WHAT YOU HAVE TO DO =>
Reproduce every record below exactly as it appears.
--------------------------------------------------
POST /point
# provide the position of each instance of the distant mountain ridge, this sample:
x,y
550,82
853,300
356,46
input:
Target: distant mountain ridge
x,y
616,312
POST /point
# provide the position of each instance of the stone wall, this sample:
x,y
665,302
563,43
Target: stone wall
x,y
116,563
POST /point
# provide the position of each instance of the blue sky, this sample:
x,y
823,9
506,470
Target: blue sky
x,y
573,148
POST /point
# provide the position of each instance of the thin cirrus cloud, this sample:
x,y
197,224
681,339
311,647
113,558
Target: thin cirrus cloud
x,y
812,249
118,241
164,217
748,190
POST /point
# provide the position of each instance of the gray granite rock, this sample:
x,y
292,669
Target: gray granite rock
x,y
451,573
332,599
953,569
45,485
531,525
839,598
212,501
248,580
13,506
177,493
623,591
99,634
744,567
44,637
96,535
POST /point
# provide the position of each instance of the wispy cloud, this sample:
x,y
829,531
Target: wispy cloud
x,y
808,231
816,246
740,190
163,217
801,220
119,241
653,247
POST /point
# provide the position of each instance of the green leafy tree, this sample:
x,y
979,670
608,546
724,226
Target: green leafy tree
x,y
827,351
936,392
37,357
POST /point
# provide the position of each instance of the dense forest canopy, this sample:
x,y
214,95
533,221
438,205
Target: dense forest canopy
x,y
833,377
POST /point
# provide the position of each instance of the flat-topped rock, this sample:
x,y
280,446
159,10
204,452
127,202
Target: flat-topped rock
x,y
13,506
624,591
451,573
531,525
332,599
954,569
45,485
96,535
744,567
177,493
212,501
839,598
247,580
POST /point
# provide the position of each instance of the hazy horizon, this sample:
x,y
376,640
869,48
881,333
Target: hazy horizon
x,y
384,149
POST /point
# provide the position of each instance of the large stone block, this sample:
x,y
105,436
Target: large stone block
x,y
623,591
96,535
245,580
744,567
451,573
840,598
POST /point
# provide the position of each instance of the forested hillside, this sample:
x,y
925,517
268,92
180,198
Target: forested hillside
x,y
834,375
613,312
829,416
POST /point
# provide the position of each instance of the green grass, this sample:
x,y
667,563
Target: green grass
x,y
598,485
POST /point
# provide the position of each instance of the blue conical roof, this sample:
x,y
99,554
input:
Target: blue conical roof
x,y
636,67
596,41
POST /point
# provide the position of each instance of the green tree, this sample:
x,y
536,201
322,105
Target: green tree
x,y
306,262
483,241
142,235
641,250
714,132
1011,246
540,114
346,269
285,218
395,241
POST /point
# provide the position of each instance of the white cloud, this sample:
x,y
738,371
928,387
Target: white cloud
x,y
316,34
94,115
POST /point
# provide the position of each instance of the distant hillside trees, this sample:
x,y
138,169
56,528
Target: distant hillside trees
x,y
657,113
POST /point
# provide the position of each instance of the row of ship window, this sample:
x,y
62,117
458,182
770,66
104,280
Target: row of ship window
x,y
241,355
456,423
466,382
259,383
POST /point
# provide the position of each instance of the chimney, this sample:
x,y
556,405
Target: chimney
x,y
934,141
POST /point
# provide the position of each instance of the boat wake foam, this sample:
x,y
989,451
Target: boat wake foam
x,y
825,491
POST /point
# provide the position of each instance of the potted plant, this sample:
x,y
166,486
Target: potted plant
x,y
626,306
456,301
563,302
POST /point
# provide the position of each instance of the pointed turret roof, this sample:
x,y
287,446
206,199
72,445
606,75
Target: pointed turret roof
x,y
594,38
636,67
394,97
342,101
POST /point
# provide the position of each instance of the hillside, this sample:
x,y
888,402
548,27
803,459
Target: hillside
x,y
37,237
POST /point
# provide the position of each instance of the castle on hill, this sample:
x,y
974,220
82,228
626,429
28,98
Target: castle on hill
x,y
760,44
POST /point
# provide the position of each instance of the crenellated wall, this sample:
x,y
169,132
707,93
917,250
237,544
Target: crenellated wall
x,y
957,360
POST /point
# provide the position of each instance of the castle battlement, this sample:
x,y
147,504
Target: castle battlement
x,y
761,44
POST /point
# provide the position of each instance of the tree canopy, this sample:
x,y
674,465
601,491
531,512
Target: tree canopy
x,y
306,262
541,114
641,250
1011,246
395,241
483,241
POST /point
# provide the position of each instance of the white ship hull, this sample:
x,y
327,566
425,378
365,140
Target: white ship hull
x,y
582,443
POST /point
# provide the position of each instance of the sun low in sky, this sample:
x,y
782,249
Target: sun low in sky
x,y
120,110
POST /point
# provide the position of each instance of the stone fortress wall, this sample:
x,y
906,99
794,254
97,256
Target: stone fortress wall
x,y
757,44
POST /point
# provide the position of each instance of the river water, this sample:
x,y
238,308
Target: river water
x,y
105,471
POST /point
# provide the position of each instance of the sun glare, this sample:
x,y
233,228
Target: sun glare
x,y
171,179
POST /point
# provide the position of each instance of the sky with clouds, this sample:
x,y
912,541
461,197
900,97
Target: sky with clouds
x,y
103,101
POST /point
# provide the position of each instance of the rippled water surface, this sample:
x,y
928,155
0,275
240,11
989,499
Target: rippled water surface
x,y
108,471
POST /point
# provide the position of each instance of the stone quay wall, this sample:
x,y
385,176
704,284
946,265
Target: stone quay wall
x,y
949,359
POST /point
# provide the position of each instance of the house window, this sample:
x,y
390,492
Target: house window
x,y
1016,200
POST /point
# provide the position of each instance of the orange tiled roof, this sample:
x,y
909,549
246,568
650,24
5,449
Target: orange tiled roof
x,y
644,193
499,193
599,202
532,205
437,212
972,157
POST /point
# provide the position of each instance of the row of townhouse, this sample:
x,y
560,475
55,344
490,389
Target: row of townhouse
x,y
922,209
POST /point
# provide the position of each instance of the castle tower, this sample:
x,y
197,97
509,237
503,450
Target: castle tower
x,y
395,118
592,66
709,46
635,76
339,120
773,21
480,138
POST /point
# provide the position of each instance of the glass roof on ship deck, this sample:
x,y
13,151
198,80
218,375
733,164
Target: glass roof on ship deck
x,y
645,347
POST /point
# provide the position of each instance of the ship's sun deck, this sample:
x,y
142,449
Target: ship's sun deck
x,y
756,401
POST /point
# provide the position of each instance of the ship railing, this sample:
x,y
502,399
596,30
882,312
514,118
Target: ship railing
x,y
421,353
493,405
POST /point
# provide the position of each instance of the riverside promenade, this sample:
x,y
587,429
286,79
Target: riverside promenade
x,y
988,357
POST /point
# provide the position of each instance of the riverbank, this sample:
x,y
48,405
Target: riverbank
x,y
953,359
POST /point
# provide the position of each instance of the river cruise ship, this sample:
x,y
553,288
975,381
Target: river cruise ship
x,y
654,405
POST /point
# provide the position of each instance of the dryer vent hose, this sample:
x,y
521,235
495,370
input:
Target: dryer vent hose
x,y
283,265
--------------------------------------------------
RESULT OF THE TASK =>
POST /point
# provide the position of each instance of the distant mountain ridge, this sample:
x,y
550,82
853,300
356,46
input:
Target: distant mountain ridge
x,y
616,312
POST /point
# provide the position of each instance of the stone wall, this sample:
x,y
665,302
563,43
Target: stone wall
x,y
116,563
POST /point
# provide the position of each instance of the blue sky, this sample:
x,y
823,9
506,470
Target: blue sky
x,y
573,148
POST /point
# provide the position of each instance of the thin cirrus cloud, this sample:
x,y
197,224
681,339
311,647
113,558
Target: thin cirrus cloud
x,y
812,249
118,241
164,217
748,190
POST /point
# provide the position of each instance of the gray granite rock, this sample:
x,y
292,669
Target: gray granite rock
x,y
451,573
332,599
953,569
45,485
531,525
839,598
212,501
248,580
13,506
177,493
623,591
99,634
744,567
44,637
96,535
POST /point
# provide the position of each instance of the wispy cloud, this sample:
x,y
829,531
Target: wispy cloud
x,y
808,231
816,246
740,190
163,217
801,220
119,241
653,247
POST /point
# provide the position of each instance of the green leafy tree, this sample:
x,y
979,670
608,546
724,226
Target: green leafy tree
x,y
827,351
936,392
37,357
POST /point
# provide the position of each instance of the dense forest canopy, this sample:
x,y
214,95
533,221
438,205
Target: dense forest canopy
x,y
833,377
POST /point
# provide the position of each instance of the flat-topped rock, this sample:
x,y
280,446
159,10
204,452
127,202
Target: flat-topped rock
x,y
13,506
624,591
451,573
531,525
332,599
954,569
45,485
96,535
744,567
177,493
212,501
839,598
247,580
POST /point
# provide the position of each instance of the hazy horizon, this sample:
x,y
376,640
869,48
881,333
Target: hazy horizon
x,y
384,149
POST /point
# provide the position of each instance of the large stone block, this sample:
x,y
105,436
Target: large stone block
x,y
623,591
96,535
245,580
744,567
451,573
840,598
POST /point
# provide the position of each instance of the forested hillside, this sample:
x,y
925,517
268,92
180,198
Target: forested hillside
x,y
834,375
613,312
829,416
POST /point
# provide the position of each instance of the green grass, this sample:
x,y
667,563
Target: green grass
x,y
598,485
POST /point
# provide the position of each instance of the blue conical roof, this sample:
x,y
99,554
input:
Target: blue conical roof
x,y
636,67
596,41
POST /point
# provide the position of each instance of the green tree, this sample:
x,y
536,201
322,105
Target: green tree
x,y
306,262
483,241
142,235
641,250
714,132
1011,246
540,114
346,269
285,218
395,241
POST /point
# provide the position of each instance of the white cloud, this sample:
x,y
738,371
928,387
Target: white cloud
x,y
316,34
94,115
POST /point
# provide the position of each instance of the distant hillside trees, this sample:
x,y
138,169
56,528
Target: distant hillside trees
x,y
657,113
POST /point
# provide the position of each instance of the row of ship window, this sample:
x,y
62,117
458,182
770,66
104,280
Target: row of ship window
x,y
241,355
456,423
466,382
259,383
POST /point
# provide the position of each instance of the chimney, this sample:
x,y
556,405
Target: chimney
x,y
934,141
POST /point
# provide the position of each instance of the boat wake foam, this sample:
x,y
989,451
Target: boat wake foam
x,y
825,491
POST /point
# provide the position of each instance of the potted plant, this sample:
x,y
166,486
Target: potted plant
x,y
626,306
456,301
563,302
POST /point
# provide the position of each instance of the pointed turret roof, this sample:
x,y
287,446
206,199
72,445
606,75
Target: pointed turret roof
x,y
594,38
636,67
394,97
342,101
POST /point
# provide the position of each instance of the hillside, this sample:
x,y
888,402
548,27
803,459
Target: hillside
x,y
37,237
POST /point
# provide the position of each instance of the castle on hill, this sample:
x,y
974,220
82,228
626,429
28,98
Target: castle on hill
x,y
760,44
POST /point
# provide the position of each instance of the crenellated wall, this sample:
x,y
169,132
707,93
917,250
237,544
Target: crenellated wall
x,y
957,360
POST /point
# provide the position of each instance of the castle battlement, this sample:
x,y
147,504
Target: castle battlement
x,y
761,44
POST /point
# provide the position of each instance of the tree canopy, this sample:
x,y
674,465
601,491
531,512
Target: tree canopy
x,y
306,262
541,114
641,250
1011,246
395,241
483,241
POST /point
# provide the position of each instance of the white ship hull, this sample:
x,y
327,566
425,378
365,140
Target: white ship hull
x,y
582,443
POST /point
# provide the position of each instance of the sun low in sky, this sample:
x,y
782,249
Target: sun low in sky
x,y
120,110
POST /point
# provide the position of each instance of the stone fortress wall, this sample:
x,y
906,99
794,254
97,256
Target: stone fortress wall
x,y
757,44
POST /point
# provide the position of each instance of the river water, this sample:
x,y
238,308
Target: river water
x,y
105,471
POST /point
# provide the position of each instance of the sun glare, this sample:
x,y
233,228
Target: sun glare
x,y
171,179
POST /point
# provide the position of each instance of the sky with clouds, this sample:
x,y
912,541
461,197
900,97
Target: sky with clouds
x,y
103,101
POST /point
# provide the position of each instance of the rippled water surface, this sample:
x,y
928,155
0,275
240,11
989,499
Target: rippled water surface
x,y
108,471
POST /point
# provide the position of each instance of the stone quay wall, this sample:
x,y
385,176
704,284
946,265
Target: stone quay wall
x,y
949,359
POST /point
# provide the position of each instance of the house window, this sample:
x,y
390,492
Target: house window
x,y
1016,200
POST /point
# provide the position of each instance of the orange tiled roof, this sample:
x,y
909,549
246,568
650,24
5,449
Target: orange tiled roof
x,y
644,193
499,193
599,202
532,205
437,212
972,157
POST /point
# provide the position of each instance of the row of townhouse, this sample:
x,y
560,475
55,344
490,389
Target: row of townhouse
x,y
922,209
POST /point
# provide the position of each instance of the castle tower, this sample:
x,y
197,97
509,237
503,450
Target: castle tower
x,y
395,118
592,66
709,46
635,76
339,120
773,21
480,138
POST /point
# provide the position of each instance of the glass roof on ship deck, this sample:
x,y
13,151
198,80
218,375
733,164
Target: glass roof on ship deck
x,y
645,347
POST /point
# provide the position of each instance of the ship's sun deck, this sample:
x,y
142,449
Target: ship's sun deck
x,y
756,401
POST /point
# provide the position of each instance of the ship railing, this sample:
x,y
502,399
596,30
882,312
514,118
Target: ship railing
x,y
421,353
493,405
POST /point
# provide the position of each instance of the riverside promenade, this sample:
x,y
587,429
286,79
Target: riverside promenade
x,y
988,357
POST /point
# provide the position of each instance of the riverbank, this sample:
x,y
48,405
Target: riverbank
x,y
953,359
POST /point
# provide the position of each instance of the river cruise ship, this sample:
x,y
553,288
975,381
Target: river cruise ship
x,y
654,405
POST /point
# provide the position of each instance of the dryer vent hose, this sample:
x,y
521,235
495,370
input:
Target: dryer vent hose
x,y
283,265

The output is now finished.